*Object pointing dataset rows:*
------------------------------------------------------------------------

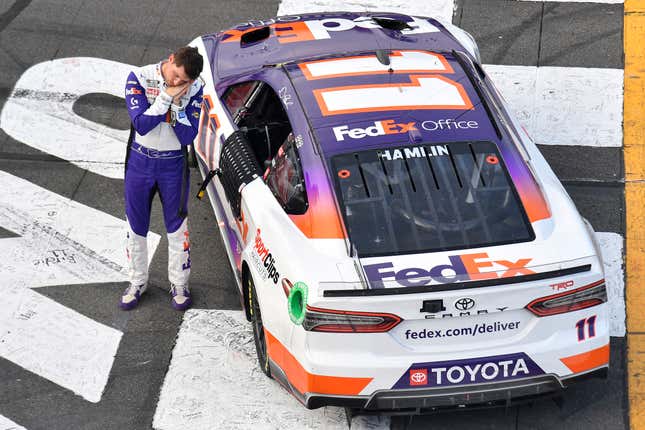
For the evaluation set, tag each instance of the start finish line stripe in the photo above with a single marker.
(635, 205)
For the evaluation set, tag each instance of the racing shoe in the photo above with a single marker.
(180, 297)
(131, 296)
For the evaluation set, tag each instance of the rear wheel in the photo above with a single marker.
(258, 328)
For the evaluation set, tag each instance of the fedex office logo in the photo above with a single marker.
(466, 267)
(266, 264)
(380, 128)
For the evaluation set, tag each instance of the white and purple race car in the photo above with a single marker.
(398, 241)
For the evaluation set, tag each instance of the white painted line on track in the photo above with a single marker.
(564, 105)
(39, 112)
(7, 424)
(442, 9)
(61, 242)
(611, 247)
(214, 380)
(580, 1)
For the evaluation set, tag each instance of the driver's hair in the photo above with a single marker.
(191, 59)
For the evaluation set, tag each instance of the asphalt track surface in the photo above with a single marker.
(143, 32)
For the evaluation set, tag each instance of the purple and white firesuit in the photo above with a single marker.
(156, 163)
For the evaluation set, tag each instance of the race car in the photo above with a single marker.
(398, 241)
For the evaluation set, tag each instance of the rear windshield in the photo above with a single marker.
(428, 198)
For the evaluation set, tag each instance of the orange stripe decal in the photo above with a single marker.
(587, 360)
(306, 382)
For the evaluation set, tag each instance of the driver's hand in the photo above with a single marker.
(177, 91)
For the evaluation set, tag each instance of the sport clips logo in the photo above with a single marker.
(266, 259)
(466, 267)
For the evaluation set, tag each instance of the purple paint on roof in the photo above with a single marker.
(314, 35)
(379, 108)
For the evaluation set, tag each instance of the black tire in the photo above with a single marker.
(258, 328)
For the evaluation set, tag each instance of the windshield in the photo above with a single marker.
(424, 198)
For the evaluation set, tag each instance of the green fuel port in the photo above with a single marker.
(297, 302)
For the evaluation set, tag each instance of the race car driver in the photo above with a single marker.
(164, 102)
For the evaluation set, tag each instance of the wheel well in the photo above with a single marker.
(245, 293)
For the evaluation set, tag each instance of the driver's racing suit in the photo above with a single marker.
(156, 163)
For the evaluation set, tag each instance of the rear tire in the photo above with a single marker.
(258, 327)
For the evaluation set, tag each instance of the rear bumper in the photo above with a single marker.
(418, 401)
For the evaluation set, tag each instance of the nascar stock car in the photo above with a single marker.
(398, 241)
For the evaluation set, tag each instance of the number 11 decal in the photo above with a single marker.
(590, 323)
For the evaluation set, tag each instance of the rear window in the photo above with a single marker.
(428, 198)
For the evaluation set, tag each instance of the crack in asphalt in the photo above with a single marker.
(11, 14)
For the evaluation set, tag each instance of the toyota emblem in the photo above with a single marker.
(464, 304)
(419, 377)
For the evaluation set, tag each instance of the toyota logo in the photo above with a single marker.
(464, 304)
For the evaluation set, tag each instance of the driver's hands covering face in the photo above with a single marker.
(178, 91)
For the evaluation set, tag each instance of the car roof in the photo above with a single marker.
(295, 37)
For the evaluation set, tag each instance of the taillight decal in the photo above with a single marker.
(544, 306)
(330, 320)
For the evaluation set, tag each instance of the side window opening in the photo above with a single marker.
(285, 179)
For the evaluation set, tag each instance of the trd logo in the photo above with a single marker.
(380, 128)
(464, 267)
(419, 377)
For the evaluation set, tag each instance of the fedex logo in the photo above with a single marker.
(380, 128)
(466, 267)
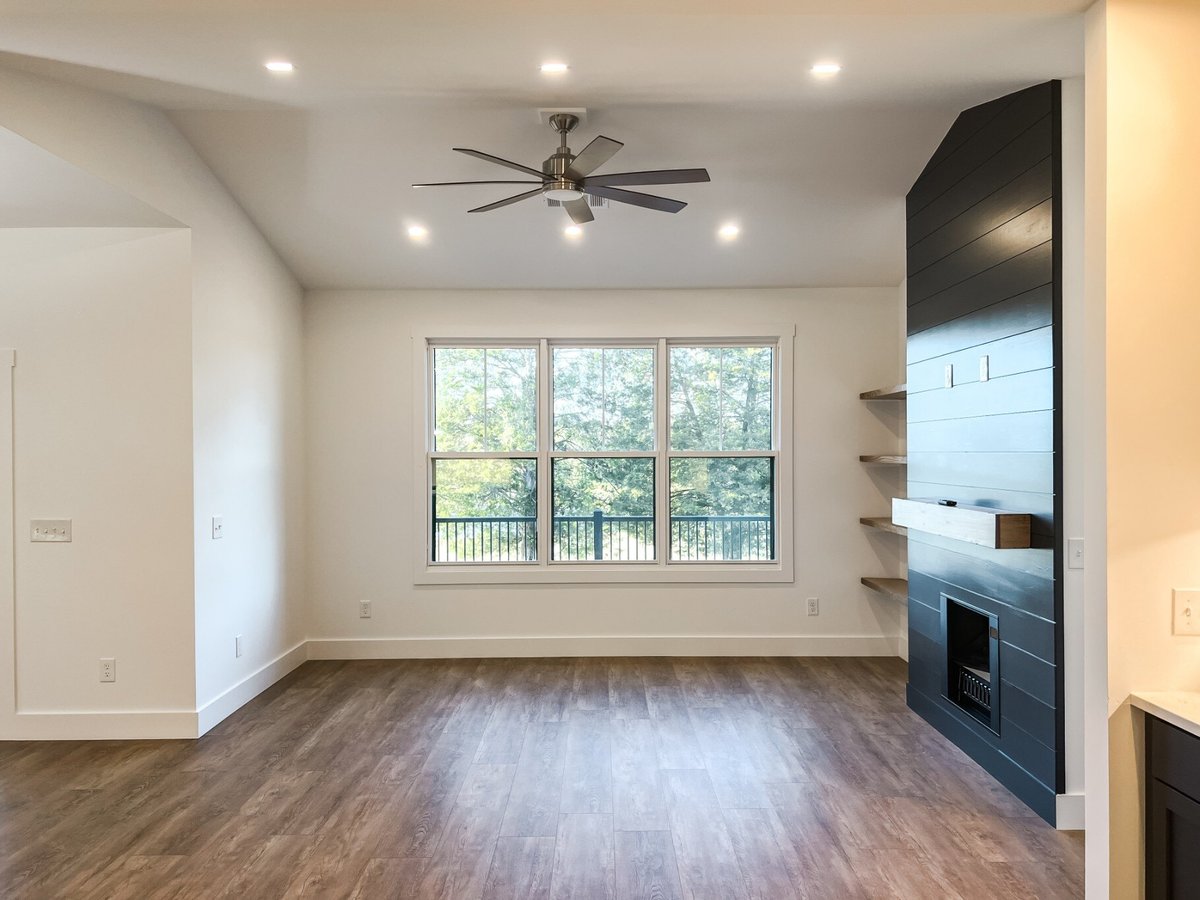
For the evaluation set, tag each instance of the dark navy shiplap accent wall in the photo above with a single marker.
(985, 279)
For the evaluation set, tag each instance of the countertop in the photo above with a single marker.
(1180, 708)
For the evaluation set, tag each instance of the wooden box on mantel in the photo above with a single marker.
(975, 525)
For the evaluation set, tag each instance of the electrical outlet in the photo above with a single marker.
(49, 531)
(1075, 553)
(1187, 612)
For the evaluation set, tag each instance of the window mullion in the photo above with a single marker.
(545, 444)
(661, 463)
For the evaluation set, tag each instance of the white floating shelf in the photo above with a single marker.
(975, 525)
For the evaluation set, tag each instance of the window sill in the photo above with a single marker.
(606, 574)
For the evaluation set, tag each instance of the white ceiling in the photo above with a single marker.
(814, 171)
(39, 190)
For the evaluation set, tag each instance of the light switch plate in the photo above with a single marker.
(49, 531)
(1187, 612)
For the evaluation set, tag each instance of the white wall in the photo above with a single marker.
(246, 359)
(102, 425)
(359, 418)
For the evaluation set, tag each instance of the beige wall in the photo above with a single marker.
(102, 433)
(245, 317)
(361, 487)
(1153, 371)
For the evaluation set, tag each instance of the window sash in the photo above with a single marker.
(779, 568)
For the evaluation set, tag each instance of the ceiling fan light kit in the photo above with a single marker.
(565, 179)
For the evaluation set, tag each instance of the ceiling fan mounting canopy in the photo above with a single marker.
(568, 178)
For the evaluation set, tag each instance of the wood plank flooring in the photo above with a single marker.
(715, 779)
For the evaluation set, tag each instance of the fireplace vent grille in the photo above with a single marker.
(975, 688)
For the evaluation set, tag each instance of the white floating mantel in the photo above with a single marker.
(975, 525)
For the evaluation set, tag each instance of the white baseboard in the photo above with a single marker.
(232, 700)
(1069, 813)
(192, 724)
(603, 646)
(151, 725)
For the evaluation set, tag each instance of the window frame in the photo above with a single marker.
(545, 569)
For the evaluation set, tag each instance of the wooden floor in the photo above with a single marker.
(532, 779)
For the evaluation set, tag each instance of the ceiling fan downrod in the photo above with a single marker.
(561, 187)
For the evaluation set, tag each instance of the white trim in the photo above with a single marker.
(604, 573)
(148, 725)
(228, 702)
(604, 646)
(1069, 811)
(661, 569)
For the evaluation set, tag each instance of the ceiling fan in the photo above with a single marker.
(568, 178)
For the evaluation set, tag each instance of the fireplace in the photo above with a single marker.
(972, 661)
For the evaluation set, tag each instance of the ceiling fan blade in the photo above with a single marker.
(592, 157)
(453, 184)
(648, 201)
(579, 210)
(498, 161)
(659, 177)
(520, 197)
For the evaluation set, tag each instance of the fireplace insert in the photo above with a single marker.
(972, 660)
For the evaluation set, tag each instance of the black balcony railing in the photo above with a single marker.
(507, 539)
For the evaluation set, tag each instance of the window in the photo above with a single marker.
(657, 457)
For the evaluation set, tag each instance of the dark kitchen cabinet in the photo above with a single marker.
(1173, 813)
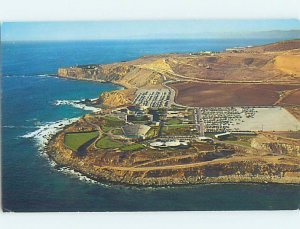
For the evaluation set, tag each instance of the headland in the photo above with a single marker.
(206, 117)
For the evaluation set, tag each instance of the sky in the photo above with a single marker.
(141, 29)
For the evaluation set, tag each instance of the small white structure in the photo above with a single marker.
(222, 135)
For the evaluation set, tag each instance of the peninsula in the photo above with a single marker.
(205, 117)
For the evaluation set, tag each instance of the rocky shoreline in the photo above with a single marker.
(264, 162)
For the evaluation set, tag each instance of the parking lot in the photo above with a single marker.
(155, 98)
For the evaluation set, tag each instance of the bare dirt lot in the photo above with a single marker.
(215, 94)
(292, 99)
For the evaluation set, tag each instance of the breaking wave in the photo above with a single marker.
(44, 132)
(77, 104)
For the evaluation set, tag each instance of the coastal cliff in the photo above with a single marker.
(266, 158)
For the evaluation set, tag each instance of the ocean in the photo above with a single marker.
(35, 104)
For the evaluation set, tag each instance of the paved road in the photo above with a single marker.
(199, 122)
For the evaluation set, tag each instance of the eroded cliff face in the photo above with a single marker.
(128, 75)
(276, 145)
(95, 72)
(169, 167)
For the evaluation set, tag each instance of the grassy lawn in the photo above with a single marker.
(178, 130)
(75, 140)
(132, 147)
(117, 131)
(110, 122)
(153, 132)
(173, 121)
(107, 143)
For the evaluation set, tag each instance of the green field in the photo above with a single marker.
(117, 131)
(75, 140)
(173, 121)
(178, 130)
(132, 147)
(110, 122)
(107, 143)
(153, 132)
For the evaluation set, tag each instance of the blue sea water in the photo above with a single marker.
(29, 108)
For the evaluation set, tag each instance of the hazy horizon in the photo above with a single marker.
(150, 29)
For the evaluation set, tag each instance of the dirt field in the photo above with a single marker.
(214, 94)
(292, 99)
(268, 119)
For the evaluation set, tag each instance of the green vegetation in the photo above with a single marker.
(153, 132)
(132, 147)
(178, 130)
(110, 122)
(173, 121)
(107, 143)
(75, 140)
(117, 131)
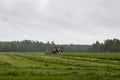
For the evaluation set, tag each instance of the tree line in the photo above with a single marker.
(109, 45)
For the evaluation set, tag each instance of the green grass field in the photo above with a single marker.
(67, 66)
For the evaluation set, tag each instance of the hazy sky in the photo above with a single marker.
(62, 21)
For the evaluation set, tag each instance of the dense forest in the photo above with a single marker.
(109, 45)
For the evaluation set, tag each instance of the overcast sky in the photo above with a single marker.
(61, 21)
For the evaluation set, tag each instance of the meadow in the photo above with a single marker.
(67, 66)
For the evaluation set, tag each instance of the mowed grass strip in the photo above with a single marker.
(64, 61)
(68, 66)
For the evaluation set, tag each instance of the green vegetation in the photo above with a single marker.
(67, 66)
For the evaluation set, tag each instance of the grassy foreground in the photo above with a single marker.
(67, 66)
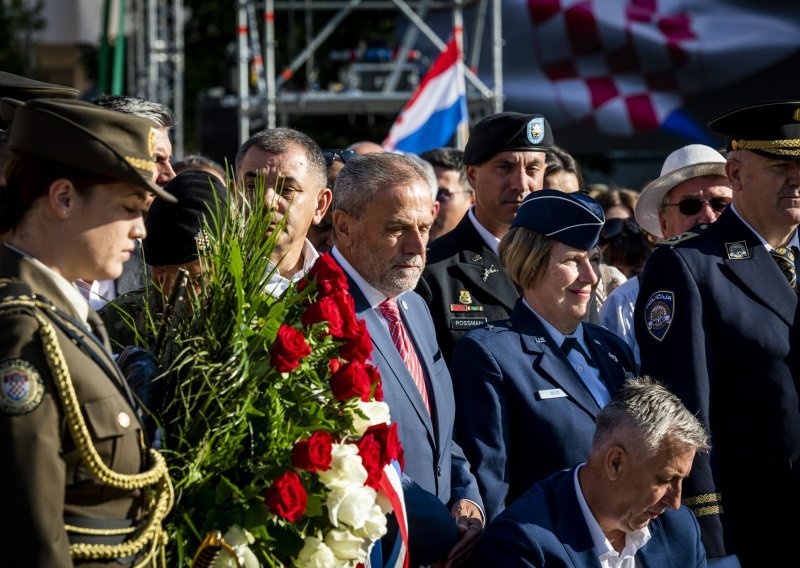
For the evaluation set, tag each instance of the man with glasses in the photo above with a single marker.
(716, 320)
(454, 195)
(692, 190)
(463, 282)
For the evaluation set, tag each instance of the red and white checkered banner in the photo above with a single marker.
(627, 65)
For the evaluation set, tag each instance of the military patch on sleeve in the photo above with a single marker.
(658, 312)
(21, 387)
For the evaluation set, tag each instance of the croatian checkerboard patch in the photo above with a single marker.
(21, 387)
(658, 312)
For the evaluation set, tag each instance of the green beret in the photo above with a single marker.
(23, 89)
(114, 144)
(769, 129)
(507, 132)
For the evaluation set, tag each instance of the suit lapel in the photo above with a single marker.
(385, 349)
(548, 359)
(570, 525)
(656, 553)
(481, 267)
(773, 291)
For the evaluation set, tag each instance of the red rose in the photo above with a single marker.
(357, 345)
(326, 310)
(349, 380)
(313, 454)
(370, 451)
(328, 275)
(389, 439)
(289, 347)
(286, 497)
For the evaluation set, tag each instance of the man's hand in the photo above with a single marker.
(469, 520)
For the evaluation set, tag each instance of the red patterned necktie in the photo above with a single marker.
(401, 340)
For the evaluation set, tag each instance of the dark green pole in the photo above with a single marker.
(102, 60)
(118, 76)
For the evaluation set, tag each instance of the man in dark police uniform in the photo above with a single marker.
(716, 319)
(463, 282)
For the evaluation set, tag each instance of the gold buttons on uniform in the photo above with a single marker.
(123, 419)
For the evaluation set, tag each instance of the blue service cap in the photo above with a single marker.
(574, 219)
(770, 129)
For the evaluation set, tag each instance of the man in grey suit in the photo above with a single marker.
(383, 211)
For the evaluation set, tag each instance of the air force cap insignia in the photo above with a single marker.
(658, 311)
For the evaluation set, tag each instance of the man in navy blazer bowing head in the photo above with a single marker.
(383, 211)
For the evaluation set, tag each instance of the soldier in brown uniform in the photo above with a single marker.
(81, 487)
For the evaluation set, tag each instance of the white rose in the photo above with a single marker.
(374, 525)
(345, 545)
(315, 554)
(346, 468)
(351, 505)
(376, 413)
(239, 539)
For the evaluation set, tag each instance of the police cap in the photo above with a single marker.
(507, 132)
(175, 230)
(574, 219)
(770, 129)
(23, 89)
(113, 144)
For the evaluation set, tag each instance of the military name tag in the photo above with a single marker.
(21, 387)
(550, 393)
(463, 308)
(467, 323)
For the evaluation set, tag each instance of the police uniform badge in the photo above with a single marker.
(534, 130)
(737, 250)
(658, 311)
(21, 387)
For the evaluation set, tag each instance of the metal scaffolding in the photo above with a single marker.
(262, 105)
(156, 60)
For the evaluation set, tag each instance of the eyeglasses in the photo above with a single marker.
(447, 195)
(614, 227)
(331, 155)
(693, 205)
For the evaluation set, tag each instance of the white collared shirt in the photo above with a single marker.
(491, 241)
(794, 242)
(76, 300)
(610, 558)
(588, 374)
(277, 284)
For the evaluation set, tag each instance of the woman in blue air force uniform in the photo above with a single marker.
(528, 388)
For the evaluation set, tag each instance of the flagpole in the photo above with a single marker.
(462, 131)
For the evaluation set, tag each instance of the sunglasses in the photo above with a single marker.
(343, 155)
(614, 227)
(693, 205)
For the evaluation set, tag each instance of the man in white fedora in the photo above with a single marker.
(692, 190)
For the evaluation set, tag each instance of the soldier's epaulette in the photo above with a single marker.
(683, 237)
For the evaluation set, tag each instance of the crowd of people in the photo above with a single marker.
(579, 378)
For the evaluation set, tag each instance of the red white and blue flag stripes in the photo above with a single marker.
(437, 108)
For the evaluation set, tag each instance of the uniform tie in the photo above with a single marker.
(785, 256)
(404, 346)
(571, 343)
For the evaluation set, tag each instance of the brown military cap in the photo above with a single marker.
(23, 89)
(83, 135)
(771, 129)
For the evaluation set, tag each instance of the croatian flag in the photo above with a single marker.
(437, 108)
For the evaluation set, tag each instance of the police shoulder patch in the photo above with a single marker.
(658, 311)
(21, 387)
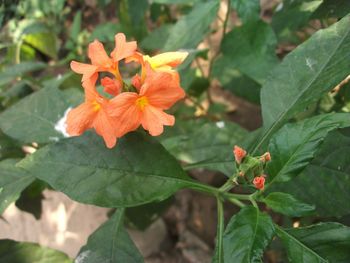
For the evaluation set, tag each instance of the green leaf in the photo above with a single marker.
(45, 42)
(247, 10)
(247, 235)
(137, 171)
(205, 144)
(35, 118)
(110, 243)
(305, 74)
(326, 180)
(25, 252)
(13, 180)
(190, 29)
(14, 71)
(286, 204)
(251, 49)
(295, 145)
(324, 242)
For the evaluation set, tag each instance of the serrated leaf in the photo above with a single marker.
(247, 10)
(326, 180)
(13, 180)
(288, 205)
(251, 49)
(190, 29)
(110, 243)
(205, 144)
(35, 118)
(324, 242)
(137, 171)
(25, 252)
(247, 235)
(309, 71)
(294, 146)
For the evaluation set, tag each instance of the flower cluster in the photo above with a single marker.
(251, 168)
(127, 106)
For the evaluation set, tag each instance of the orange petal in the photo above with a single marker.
(153, 120)
(98, 55)
(124, 108)
(162, 89)
(105, 127)
(87, 70)
(80, 119)
(111, 86)
(122, 48)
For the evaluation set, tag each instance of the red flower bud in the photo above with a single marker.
(259, 182)
(239, 154)
(266, 157)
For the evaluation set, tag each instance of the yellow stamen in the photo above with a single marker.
(96, 106)
(142, 102)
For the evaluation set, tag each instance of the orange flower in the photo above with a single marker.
(92, 114)
(239, 154)
(100, 61)
(259, 182)
(159, 92)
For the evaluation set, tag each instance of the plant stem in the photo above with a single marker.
(220, 231)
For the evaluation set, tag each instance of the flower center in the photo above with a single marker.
(142, 102)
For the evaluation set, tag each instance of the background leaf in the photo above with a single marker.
(137, 171)
(13, 180)
(247, 235)
(324, 242)
(190, 29)
(309, 71)
(286, 204)
(25, 252)
(110, 243)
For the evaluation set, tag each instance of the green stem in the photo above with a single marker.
(220, 231)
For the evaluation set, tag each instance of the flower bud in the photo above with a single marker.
(239, 154)
(259, 182)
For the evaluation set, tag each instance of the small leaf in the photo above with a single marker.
(294, 146)
(110, 243)
(190, 29)
(25, 252)
(35, 118)
(13, 180)
(247, 235)
(324, 242)
(137, 171)
(286, 204)
(308, 72)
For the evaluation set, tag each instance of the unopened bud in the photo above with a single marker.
(259, 182)
(239, 154)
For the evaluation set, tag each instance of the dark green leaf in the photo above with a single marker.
(305, 74)
(25, 252)
(286, 204)
(251, 49)
(190, 29)
(247, 235)
(295, 145)
(247, 10)
(207, 145)
(13, 180)
(110, 243)
(36, 117)
(137, 171)
(326, 180)
(10, 73)
(325, 242)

------------------------------------------------------------------------

Print from the line containing "For the evaluation set, tag each instance of the red flower" to the last line above, exactly as written.

For the evaluation set, tag each instance of the red flower bud in the photo above with a single marker.
(259, 182)
(239, 154)
(266, 157)
For the evaluation set, tag each instance of the yellow stamen in the photo above with a single marker.
(96, 106)
(142, 102)
For the evaluation set, tag each instance of the orange flower in the photo above with a single marker.
(92, 114)
(239, 154)
(100, 61)
(259, 182)
(159, 92)
For the evaluation set, tag each instance of the plant stem in the photo above with a single marker.
(220, 231)
For the evaluation set, tag each instance of the flower center in the photo above with a single marker.
(142, 102)
For the evaluation set, tag each instance of the background leaf in the photo above with a single marker.
(137, 171)
(13, 180)
(247, 235)
(324, 242)
(190, 29)
(309, 71)
(286, 204)
(25, 252)
(110, 243)
For the evaluation set, tag each instance of the green stem in the photo above with a single marker.
(220, 231)
For the evaluation set, tag each instance of the flower bud in the photo above with a single marker.
(239, 154)
(259, 182)
For the evaluation set, tag each instance of the small leaf in the photo above with a single marker.
(294, 146)
(110, 243)
(190, 29)
(25, 252)
(35, 118)
(13, 180)
(247, 235)
(324, 242)
(137, 171)
(286, 204)
(308, 72)
For the evaluation set, tag each instance of the unopened bud in the photo above with a single marker.
(259, 182)
(239, 154)
For the evaluation set, tag each instance of the dark green leaf in the photo above with a single marker.
(305, 74)
(25, 252)
(286, 204)
(251, 49)
(190, 29)
(247, 235)
(295, 145)
(247, 10)
(207, 145)
(13, 180)
(110, 243)
(36, 117)
(137, 171)
(326, 180)
(10, 73)
(325, 242)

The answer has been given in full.